→ **SUPPLIED RECORDS**
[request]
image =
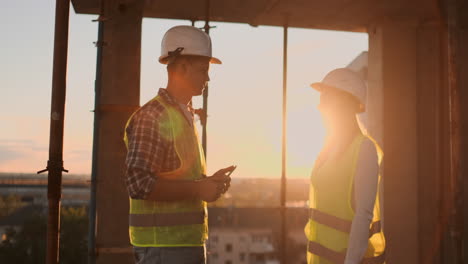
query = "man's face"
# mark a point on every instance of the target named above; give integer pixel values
(197, 75)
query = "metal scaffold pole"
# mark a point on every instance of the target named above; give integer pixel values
(57, 117)
(284, 148)
(97, 116)
(204, 116)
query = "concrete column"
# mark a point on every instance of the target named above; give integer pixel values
(432, 140)
(463, 82)
(393, 78)
(120, 96)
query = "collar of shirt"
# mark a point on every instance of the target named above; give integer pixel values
(187, 111)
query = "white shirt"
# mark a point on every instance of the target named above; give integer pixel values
(365, 192)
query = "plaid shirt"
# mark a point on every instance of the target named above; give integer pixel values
(148, 152)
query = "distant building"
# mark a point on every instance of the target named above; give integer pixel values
(239, 245)
(251, 235)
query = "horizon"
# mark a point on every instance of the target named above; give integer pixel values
(244, 125)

→ **INSTRUCTION**
Output every line of the material above as a Markdown table with the columns Row and Material line, numbering the rows in order and skipping blank lines. Leave the picture out of the table.

→ **THE RESPONSE**
| Row | Material line |
|---|---|
| 1 | [request] |
| 2 | image = |
| 3 | query = "man's face" |
| 4 | # mark a point on every instance of the target named above; give integer pixel values |
| 5 | (197, 75) |
| 6 | query = "metal scaffold pole" |
| 7 | # mark a point on every instance of the target named above; give integer pixel values |
| 8 | (57, 117) |
| 9 | (284, 148) |
| 10 | (97, 116) |
| 11 | (204, 116) |
| 12 | query = "concrete column" |
| 13 | # mark a point on every instance of the target named above; give integer pixel values |
| 14 | (432, 140) |
| 15 | (463, 82) |
| 16 | (393, 78) |
| 17 | (120, 96) |
| 18 | query = "collar of shirt" |
| 19 | # mark a point on every instance of the target named above; give integer pixel values |
| 20 | (187, 111) |
| 21 | query = "white shirt" |
| 22 | # mark a point on every instance of the target named above; give integer pixel values |
| 23 | (365, 192) |
| 24 | query = "plaid shirt" |
| 25 | # mark a point on every instance of the target named above; give integer pixel values |
| 26 | (148, 152) |
| 27 | query = "distant building" |
| 28 | # mark a point on every instance of the target named above; give integer pixel values |
| 29 | (239, 245) |
| 30 | (251, 235) |
| 31 | query = "horizon" |
| 32 | # mark a point on every instance of the target named above; give integer pixel values |
| 33 | (244, 125) |